▸ **Task**:
All of the data needs to be printed again, exactly as written.

(Region pointing data)
------
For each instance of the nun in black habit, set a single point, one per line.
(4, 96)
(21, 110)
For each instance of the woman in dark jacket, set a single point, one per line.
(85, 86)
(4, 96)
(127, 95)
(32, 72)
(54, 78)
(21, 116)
------
▸ **Solved exercise**:
For each instance of the nun in black habit, set a single point, one per line.
(4, 96)
(21, 110)
For each instance of the woman in dark jacket, set a single point, one per line.
(85, 86)
(4, 96)
(127, 95)
(32, 72)
(54, 78)
(21, 116)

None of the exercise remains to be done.